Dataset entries
- - - - - - -

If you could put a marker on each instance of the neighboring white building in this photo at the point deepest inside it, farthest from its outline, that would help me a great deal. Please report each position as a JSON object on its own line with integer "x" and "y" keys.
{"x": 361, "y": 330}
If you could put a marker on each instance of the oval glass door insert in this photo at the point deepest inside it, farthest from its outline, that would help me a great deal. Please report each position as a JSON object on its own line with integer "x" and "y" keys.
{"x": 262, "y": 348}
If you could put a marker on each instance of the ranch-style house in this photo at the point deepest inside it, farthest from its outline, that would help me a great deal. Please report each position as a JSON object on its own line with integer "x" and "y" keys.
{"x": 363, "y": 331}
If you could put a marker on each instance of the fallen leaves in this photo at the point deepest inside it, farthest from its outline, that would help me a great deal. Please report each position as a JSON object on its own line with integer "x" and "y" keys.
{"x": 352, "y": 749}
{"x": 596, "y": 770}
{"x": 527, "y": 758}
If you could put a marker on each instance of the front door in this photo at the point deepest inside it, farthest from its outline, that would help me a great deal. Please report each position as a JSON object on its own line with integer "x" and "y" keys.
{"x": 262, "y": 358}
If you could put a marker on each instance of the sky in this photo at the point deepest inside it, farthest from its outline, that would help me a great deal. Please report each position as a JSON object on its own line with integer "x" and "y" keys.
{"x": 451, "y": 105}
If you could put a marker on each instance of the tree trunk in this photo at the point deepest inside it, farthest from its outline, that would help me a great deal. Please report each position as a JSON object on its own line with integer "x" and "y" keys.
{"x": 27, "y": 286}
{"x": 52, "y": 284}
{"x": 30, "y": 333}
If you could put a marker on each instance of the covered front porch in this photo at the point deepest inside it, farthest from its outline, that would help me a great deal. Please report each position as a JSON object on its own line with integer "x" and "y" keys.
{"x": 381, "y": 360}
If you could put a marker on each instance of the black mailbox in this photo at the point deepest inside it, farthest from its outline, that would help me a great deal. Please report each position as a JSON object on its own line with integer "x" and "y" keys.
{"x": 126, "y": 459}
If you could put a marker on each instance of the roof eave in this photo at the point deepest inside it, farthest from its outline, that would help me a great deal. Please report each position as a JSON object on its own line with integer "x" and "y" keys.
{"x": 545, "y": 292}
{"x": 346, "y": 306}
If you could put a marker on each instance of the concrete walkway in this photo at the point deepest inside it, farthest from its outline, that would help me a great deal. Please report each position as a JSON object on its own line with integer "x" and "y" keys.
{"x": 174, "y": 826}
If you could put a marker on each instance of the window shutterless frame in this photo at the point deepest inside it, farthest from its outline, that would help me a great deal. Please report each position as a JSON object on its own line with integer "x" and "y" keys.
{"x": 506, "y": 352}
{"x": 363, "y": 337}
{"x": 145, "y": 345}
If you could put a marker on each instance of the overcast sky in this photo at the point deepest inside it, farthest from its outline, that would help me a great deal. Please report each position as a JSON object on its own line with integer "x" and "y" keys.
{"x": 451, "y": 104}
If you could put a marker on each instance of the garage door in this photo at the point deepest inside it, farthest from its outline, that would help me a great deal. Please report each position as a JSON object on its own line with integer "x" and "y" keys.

- - - - - - -

- Task to complete: Without omitting anything, reproduce the whole of the data.

- Your solution:
If you could put a marker on each instance of the neighboring white building in this photo at the point deepest inside it, farthest from its outline, that would help me a great deal. Please report each position as a JSON object on its own line with integer "x" and "y" keys.
{"x": 361, "y": 330}
If you could put a marker on each instance of the oval glass door insert in this photo at the point deepest inside it, farthest from its outline, that would help me a great deal. Please report each position as a JSON object on its own line with integer "x" and "y" keys.
{"x": 262, "y": 348}
If you could put a marker on each instance of the ranch-style house in this photo at the point deepest inside it, farthest from its outline, that would help me a great deal. Please report each position as a JSON object on its own line with integer "x" and "y" keys.
{"x": 363, "y": 331}
If you could put a marker on each instance of the fallen leaves in this photo at the point deepest inside it, farthest from its outline, that would help me a great deal. Please report each position as a JSON object on its own line with integer "x" and "y" keys.
{"x": 352, "y": 749}
{"x": 596, "y": 770}
{"x": 527, "y": 758}
If you could put a marker on each instance of the front door in this photo at the point deepest inside it, farthest from its outline, that would help me a great deal. Please report each position as a JSON object on its own line with integer "x" and "y" keys.
{"x": 262, "y": 358}
If you could put a marker on each instance of the sky in this photo at the point deepest inside it, farthest from its outline, that would help me a great deal. Please report each position as a JSON object on its own line with integer "x" and "y" keys.
{"x": 451, "y": 105}
If you could put a marker on each instance of the tree trunk in this photo at the point deepest inside it, farthest from its outline, that would help me a great deal. Please report each position as a JSON object on its own line with integer "x" and "y" keys.
{"x": 27, "y": 286}
{"x": 52, "y": 284}
{"x": 30, "y": 333}
If you could put a marker on each instance of the covered front porch in this photo at the point deepest inside it, farthest from its outline, that would help me a great deal. Please report each position as a JSON object on its own line with integer "x" and "y" keys.
{"x": 381, "y": 360}
If you could put a marker on each instance of the black mailbox in this photo at the point deepest inside it, farthest from its outline, that would help me a great deal. Please report each position as a JSON object on its own line with integer "x" and "y" keys.
{"x": 126, "y": 459}
If you could put a marker on each instance of the roof eave in this photo at the point deepest inside it, farthest from its outline, that would help me a great deal. Please report each position as a JSON object on its own line with integer "x" and "y" keys.
{"x": 545, "y": 292}
{"x": 346, "y": 306}
If you could put a marker on each instance of the concrete walkway in this photo at the point deepest inside it, farthest from its outline, that would help me a great deal. Please report each position as a JSON object on its own line with integer "x" and "y" keys.
{"x": 174, "y": 826}
If you could put a marker on each instance of the window shutterless frame in this photo at the point deepest inside it, farthest from its outline, that would help me a great deal. Please report each position as a JSON object on its own line with integer "x" and "y" keys.
{"x": 506, "y": 352}
{"x": 363, "y": 337}
{"x": 145, "y": 345}
If you could put a marker on each instance of the overcast sky in this photo at the point deepest inside it, farthest from its outline, that would help me a great deal. Please report each position as a JSON object on its own line with integer "x" and "y" keys.
{"x": 451, "y": 104}
If you could put a marker on each instance of the garage door in this photo at the point deepest inside it, farthest from its outline, that would help me a great deal. Please report each position as a JSON object on its own line with integer "x" and "y" keys.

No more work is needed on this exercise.